*EXERCISE TASKS*
[A] Answer these questions from the article on tablet screening in primary care, one line each:
(i) Which department was Anna C. Snavely part of?
(ii) What was mPATH first built to help with?
(iii) According to the investigators' quote, what three things hamper screening for depression, injurious falls, or intimate partner violence?
[B] Carry on the article about tablet-based screening in primary care, picking up after its final sentence.

Research from Wake Forest shows patients are more comfortable sharing concerning matters when screened on a tablet app compared with speaking to a nurse.
Patient screening via tablets or digital mediums may lead to more important disclosures and productive primary care physician-patient interactions in appointments than a standard nurse-led screening, according to findings from a new research letter.
In data from Wake Forest School of Medicine, a team of investigators noted that patients experience a greater sense of privacy—and therefore, opportunity for candidacy—when conducting their own primary care visit screening on a tablet versus speaking with a nurse. Implementing more tablet screenings could lead to clinicians identifying more patient concerns that warrant their attention in a check-up.
Led by David P. Miller Jr., MD, MS of the Department of Internal Medicine, and Anna C. Snavely, PhD, of the Department of Biostatistics and Data Science, the Wake Forest investigators sought to observe the benefit of their primary care visit-based tablet app, mPATH, on screening adults on matters including depression, fall risk and intimate partner violence.
Originally created to assist with colorectal cancer screening, mPATH may provide a more straight path toward frontline clinicians addressing health matters sometimes considered extracurricular relative to what’s covered in a standard office visit.
“Screening primary care patients for depression, injurious falls, or intimate partner violence is hampered by time pressures, staff discomfort, and patients’ reluctance to disclose sensitive information,” investigators wrote. “Self-administered screening on a tablet device could address these barriers and improve the detection of at-risk patients.”

*SUPPLIED MATERIAL*
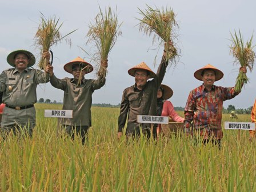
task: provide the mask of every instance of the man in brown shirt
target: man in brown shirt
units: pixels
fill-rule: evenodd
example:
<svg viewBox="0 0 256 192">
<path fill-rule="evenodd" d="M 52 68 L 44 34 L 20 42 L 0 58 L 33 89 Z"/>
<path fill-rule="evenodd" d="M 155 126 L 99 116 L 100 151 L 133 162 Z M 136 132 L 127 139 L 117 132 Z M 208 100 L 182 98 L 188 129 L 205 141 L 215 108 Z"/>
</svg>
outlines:
<svg viewBox="0 0 256 192">
<path fill-rule="evenodd" d="M 43 58 L 48 61 L 50 54 L 44 51 Z M 35 126 L 37 86 L 49 81 L 48 74 L 39 70 L 31 69 L 35 63 L 34 55 L 26 50 L 11 52 L 7 57 L 7 62 L 14 68 L 4 70 L 0 75 L 0 91 L 3 91 L 3 109 L 1 130 L 7 134 L 11 130 L 28 133 L 32 135 Z"/>
<path fill-rule="evenodd" d="M 164 52 L 156 74 L 145 62 L 128 70 L 129 75 L 135 77 L 135 85 L 126 88 L 123 93 L 118 118 L 118 138 L 122 136 L 127 116 L 125 133 L 127 136 L 139 135 L 141 127 L 142 132 L 150 137 L 150 125 L 137 123 L 137 116 L 157 115 L 157 90 L 163 81 L 167 66 L 168 61 L 165 59 Z M 153 79 L 147 81 L 150 78 Z"/>
<path fill-rule="evenodd" d="M 107 61 L 101 62 L 101 67 L 107 67 Z M 73 110 L 73 118 L 62 118 L 60 123 L 72 138 L 76 133 L 85 143 L 87 133 L 91 126 L 91 107 L 92 94 L 105 83 L 106 70 L 97 79 L 86 79 L 85 75 L 93 70 L 91 64 L 77 57 L 64 66 L 64 70 L 71 73 L 73 78 L 67 77 L 58 79 L 53 73 L 53 67 L 48 65 L 46 71 L 49 73 L 50 82 L 54 87 L 64 91 L 63 109 Z"/>
</svg>

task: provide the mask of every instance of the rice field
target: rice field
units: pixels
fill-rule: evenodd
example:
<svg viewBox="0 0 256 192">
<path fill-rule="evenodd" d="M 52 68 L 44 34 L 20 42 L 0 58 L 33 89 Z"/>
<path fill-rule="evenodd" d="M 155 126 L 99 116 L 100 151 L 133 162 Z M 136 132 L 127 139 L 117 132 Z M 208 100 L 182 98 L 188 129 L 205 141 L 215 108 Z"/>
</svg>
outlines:
<svg viewBox="0 0 256 192">
<path fill-rule="evenodd" d="M 95 107 L 83 146 L 58 130 L 56 118 L 43 117 L 44 109 L 61 105 L 36 107 L 31 138 L 0 141 L 1 191 L 256 191 L 255 143 L 247 131 L 238 141 L 237 130 L 224 130 L 220 150 L 183 137 L 118 141 L 119 109 Z M 238 118 L 250 122 L 249 115 Z"/>
</svg>

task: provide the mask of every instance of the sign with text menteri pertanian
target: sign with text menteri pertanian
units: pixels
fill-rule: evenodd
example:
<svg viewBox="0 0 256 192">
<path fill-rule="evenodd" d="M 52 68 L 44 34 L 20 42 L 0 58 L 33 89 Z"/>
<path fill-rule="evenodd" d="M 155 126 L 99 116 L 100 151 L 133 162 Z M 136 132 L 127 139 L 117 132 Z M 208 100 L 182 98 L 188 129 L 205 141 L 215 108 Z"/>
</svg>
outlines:
<svg viewBox="0 0 256 192">
<path fill-rule="evenodd" d="M 169 117 L 137 115 L 137 122 L 141 123 L 168 124 Z"/>
<path fill-rule="evenodd" d="M 255 123 L 225 122 L 225 129 L 255 130 Z"/>
<path fill-rule="evenodd" d="M 73 110 L 45 110 L 45 117 L 73 118 Z"/>
</svg>

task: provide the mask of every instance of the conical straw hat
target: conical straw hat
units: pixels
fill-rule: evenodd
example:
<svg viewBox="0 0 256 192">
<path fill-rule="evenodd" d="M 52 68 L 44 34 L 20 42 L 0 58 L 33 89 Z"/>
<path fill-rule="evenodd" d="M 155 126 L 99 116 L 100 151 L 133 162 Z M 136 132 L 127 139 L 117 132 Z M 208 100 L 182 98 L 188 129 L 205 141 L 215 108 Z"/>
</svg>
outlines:
<svg viewBox="0 0 256 192">
<path fill-rule="evenodd" d="M 149 72 L 149 78 L 152 78 L 155 77 L 155 74 L 151 70 L 150 68 L 144 62 L 142 62 L 128 70 L 130 75 L 134 77 L 135 72 L 138 70 L 145 70 Z"/>
<path fill-rule="evenodd" d="M 93 70 L 93 66 L 79 57 L 64 65 L 64 70 L 67 73 L 72 73 L 72 66 L 74 64 L 84 65 L 85 69 L 83 70 L 85 70 L 86 74 L 91 73 Z"/>
<path fill-rule="evenodd" d="M 207 64 L 203 67 L 198 69 L 197 71 L 196 71 L 194 73 L 194 77 L 195 77 L 196 79 L 202 81 L 202 73 L 203 70 L 206 69 L 211 69 L 215 71 L 215 81 L 219 81 L 221 79 L 223 76 L 224 75 L 224 74 L 219 69 L 217 69 L 215 67 L 214 67 L 210 64 Z"/>
<path fill-rule="evenodd" d="M 25 54 L 29 58 L 29 63 L 27 63 L 27 67 L 32 67 L 35 64 L 35 56 L 34 56 L 34 55 L 31 53 L 27 50 L 21 49 L 13 51 L 8 55 L 6 60 L 8 63 L 10 64 L 10 65 L 14 67 L 15 67 L 14 63 L 14 56 L 18 53 Z"/>
<path fill-rule="evenodd" d="M 170 99 L 171 97 L 171 96 L 173 96 L 173 91 L 171 89 L 171 87 L 163 84 L 161 84 L 160 85 L 160 87 L 163 89 L 163 95 L 162 96 L 162 98 L 163 99 L 167 100 L 168 99 Z"/>
</svg>

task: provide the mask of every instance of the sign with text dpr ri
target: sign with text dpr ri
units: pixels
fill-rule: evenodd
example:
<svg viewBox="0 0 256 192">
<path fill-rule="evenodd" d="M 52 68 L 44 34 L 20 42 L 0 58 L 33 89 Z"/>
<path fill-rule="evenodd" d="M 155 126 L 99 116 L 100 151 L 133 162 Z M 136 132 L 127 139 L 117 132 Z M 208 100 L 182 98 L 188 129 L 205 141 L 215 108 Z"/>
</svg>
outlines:
<svg viewBox="0 0 256 192">
<path fill-rule="evenodd" d="M 168 124 L 169 117 L 163 116 L 137 115 L 137 122 L 141 123 Z"/>
<path fill-rule="evenodd" d="M 45 110 L 45 117 L 73 118 L 73 110 Z"/>
<path fill-rule="evenodd" d="M 225 129 L 255 130 L 255 123 L 225 122 Z"/>
</svg>

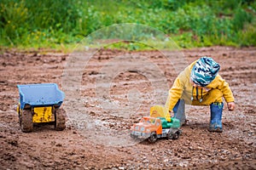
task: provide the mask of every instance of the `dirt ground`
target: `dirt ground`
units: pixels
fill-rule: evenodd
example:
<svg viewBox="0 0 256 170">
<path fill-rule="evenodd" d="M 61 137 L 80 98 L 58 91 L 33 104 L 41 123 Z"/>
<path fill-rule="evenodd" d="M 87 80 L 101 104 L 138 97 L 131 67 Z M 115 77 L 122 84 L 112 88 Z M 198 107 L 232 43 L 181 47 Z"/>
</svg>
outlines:
<svg viewBox="0 0 256 170">
<path fill-rule="evenodd" d="M 177 53 L 2 50 L 0 169 L 256 169 L 256 48 Z M 73 55 L 80 56 L 78 65 Z M 130 139 L 130 127 L 148 116 L 150 106 L 164 105 L 178 71 L 203 55 L 221 65 L 236 98 L 236 110 L 224 110 L 224 132 L 207 131 L 209 107 L 187 105 L 189 122 L 178 139 Z M 66 94 L 67 128 L 35 125 L 22 133 L 17 84 L 44 82 Z"/>
</svg>

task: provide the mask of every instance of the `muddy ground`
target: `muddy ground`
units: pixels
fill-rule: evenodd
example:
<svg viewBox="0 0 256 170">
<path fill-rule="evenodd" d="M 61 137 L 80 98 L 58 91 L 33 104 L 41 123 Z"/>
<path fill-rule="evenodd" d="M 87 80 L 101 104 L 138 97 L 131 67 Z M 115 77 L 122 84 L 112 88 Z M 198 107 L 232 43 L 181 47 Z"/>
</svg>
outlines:
<svg viewBox="0 0 256 170">
<path fill-rule="evenodd" d="M 189 122 L 178 139 L 130 139 L 130 127 L 148 116 L 150 106 L 164 105 L 178 71 L 202 55 L 221 65 L 219 74 L 236 98 L 236 110 L 224 110 L 224 132 L 207 131 L 209 107 L 187 105 Z M 43 82 L 65 92 L 67 128 L 35 125 L 22 133 L 16 86 Z M 255 48 L 93 54 L 2 50 L 0 169 L 256 169 L 255 88 Z"/>
</svg>

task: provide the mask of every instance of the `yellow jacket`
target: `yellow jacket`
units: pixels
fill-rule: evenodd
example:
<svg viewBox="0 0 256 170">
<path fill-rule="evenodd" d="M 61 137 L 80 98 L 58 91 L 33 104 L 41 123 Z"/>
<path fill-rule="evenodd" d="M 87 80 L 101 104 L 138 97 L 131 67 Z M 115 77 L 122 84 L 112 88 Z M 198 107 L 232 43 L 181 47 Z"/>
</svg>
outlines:
<svg viewBox="0 0 256 170">
<path fill-rule="evenodd" d="M 209 105 L 213 102 L 223 102 L 222 97 L 224 98 L 226 102 L 235 101 L 228 82 L 218 74 L 207 87 L 203 88 L 193 88 L 190 82 L 190 73 L 195 62 L 186 67 L 177 76 L 172 88 L 169 90 L 169 95 L 166 103 L 166 107 L 169 108 L 169 111 L 172 110 L 180 99 L 184 99 L 186 104 L 193 105 Z M 201 102 L 200 102 L 201 99 Z"/>
</svg>

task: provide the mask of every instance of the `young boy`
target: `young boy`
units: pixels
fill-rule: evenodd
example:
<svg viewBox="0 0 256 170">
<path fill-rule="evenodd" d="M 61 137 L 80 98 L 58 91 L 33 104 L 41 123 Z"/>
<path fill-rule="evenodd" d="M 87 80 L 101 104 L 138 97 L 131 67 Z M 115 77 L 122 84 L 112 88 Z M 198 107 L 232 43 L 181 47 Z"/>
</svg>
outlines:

*ANSWERS TO THE PROBLEMS*
[A]
(i) The Department of Biostatistics and Data Science
(ii) Colorectal cancer screening
(iii) Time pressures, staff discomfort, and patients' reluctance to disclose sensitive information

[B]
Their nonrandomized controlled trial assessed data from 6 participating practices: 3 family medicine and 3 internal medicine offices. They sought an outcome of patients with depression, fall risk or intimate partner violence being identified within 60 days following the app’s launch, compared with being identified 60 days before when nursing staff were asking the same screening questions verbally.
Eligible patients were ≥18 years old, seen from June 2019 to February 2020.
The study included 23,026 patients, 57.9% of whom were female; 80.5% were non-Hispanic White and 13.5% were Black or African American. Mean patient age was 59.7 years old.
Use of the tablet app was considered “suboptimal” by investigators; it varied from 10.3% to 60.5% across the observed 6 clinics due to differences in front desk staff management of the devices. Nonetheless, more than twice as many tablet-screened patients were positive for at least 1 of the 3 primary outcomes than those who were screened by nurses.
Increases for each outcome were significant across all 6 clinics, as were reports of patients’ thoughts of self-harm, injurious falls, or risk of conflicts turning physical. After adjusting for patient characteristics, association of mPATH with the primary outcome was still significant (adjusted odds ratio, 2.6; 95% CI, 2.4 – 2.8).
Investigators praised the “highly pragmatic design” of the trial, complementary to previous research that showed patients’ comfort with candidacy in tablet-based screenings, as well as their benefit for busy primary care clinical staffs. That said, research limitations included investigators’ use of a single health system setting that includes a predominately White population, confounding risks in a nonrandomized trial, and the lack of validation behind screening for reported partner violence.
They concluded that the findings warrant follow-up; they are currently conducting a multisite, randomized, controlled cluster trial that seeks to define effective incorporation of mPATH into standard screening and care.
The study, “Universal Screening in Primary Care Practices by Self-administered Tablet vs Nursing Staff,” was published online in JAMA Network Open.